YOUR OBJECTIVE: Rewrite every line of the data below with "separate parts" replaced by "disjoint parts", changing nothing else, and omit the pictures from your answer.

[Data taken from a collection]
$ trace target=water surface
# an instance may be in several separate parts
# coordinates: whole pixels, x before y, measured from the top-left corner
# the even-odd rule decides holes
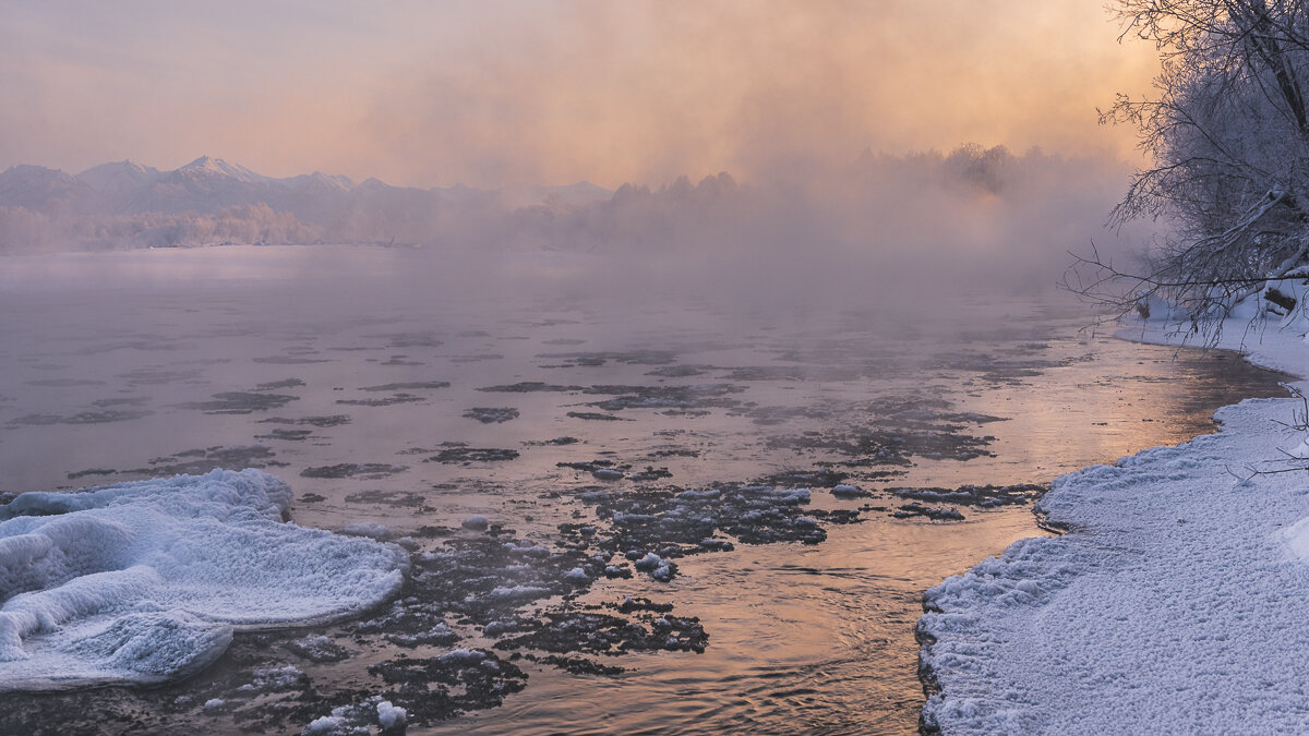
[[[560,525],[601,537],[615,526],[594,494],[804,486],[825,540],[745,543],[719,528],[734,549],[679,553],[672,580],[628,566],[631,578],[601,578],[568,600],[524,602],[531,619],[647,597],[708,634],[699,653],[580,652],[623,672],[493,650],[504,636],[475,617],[449,616],[452,638],[416,647],[343,623],[247,638],[217,672],[158,691],[16,699],[0,724],[59,706],[69,715],[52,727],[65,732],[298,731],[332,705],[397,693],[369,664],[487,647],[522,668],[525,686],[495,707],[461,702],[442,718],[470,712],[428,728],[912,732],[922,591],[1043,532],[1030,504],[935,503],[963,519],[897,517],[910,500],[888,488],[1043,485],[1212,431],[1217,406],[1279,393],[1276,376],[1228,354],[1088,333],[1085,313],[1059,300],[741,304],[593,291],[590,278],[588,257],[386,249],[7,259],[0,491],[254,465],[292,485],[296,523],[382,524],[424,554],[482,534],[458,530],[474,513],[504,540],[554,549]],[[836,498],[836,482],[868,495]],[[288,648],[306,635],[348,656]],[[250,681],[246,671],[288,664],[301,672],[295,686],[200,707]]]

RIGHT ANSWER:
$ trace target=water surface
# an instance may be in several disjoint parts
# coordinates: whole pixels, x before y, measured from the top-left corner
# the even-odd rule decides holes
[[[560,525],[601,537],[615,526],[594,494],[804,486],[825,540],[745,543],[719,528],[734,549],[679,553],[672,580],[628,566],[631,578],[601,578],[568,600],[524,602],[531,619],[647,597],[708,634],[699,653],[580,652],[623,672],[493,650],[504,636],[475,617],[449,616],[452,638],[416,647],[343,623],[247,638],[217,672],[158,691],[16,699],[0,724],[59,706],[69,715],[52,727],[65,732],[298,731],[332,705],[397,693],[369,664],[487,647],[522,668],[525,686],[495,707],[461,702],[442,718],[470,712],[428,728],[912,732],[922,591],[1043,532],[1030,504],[935,503],[963,519],[897,517],[910,500],[888,488],[1043,485],[1212,431],[1217,406],[1279,393],[1276,376],[1228,354],[1088,333],[1085,313],[1059,300],[741,304],[593,291],[590,278],[588,257],[386,249],[7,259],[0,491],[254,465],[292,485],[296,523],[382,524],[424,554],[482,534],[458,530],[474,513],[504,540],[554,549]],[[836,498],[836,482],[868,495]],[[288,648],[306,635],[348,656]],[[250,681],[246,671],[288,664],[301,672],[295,686],[200,707]]]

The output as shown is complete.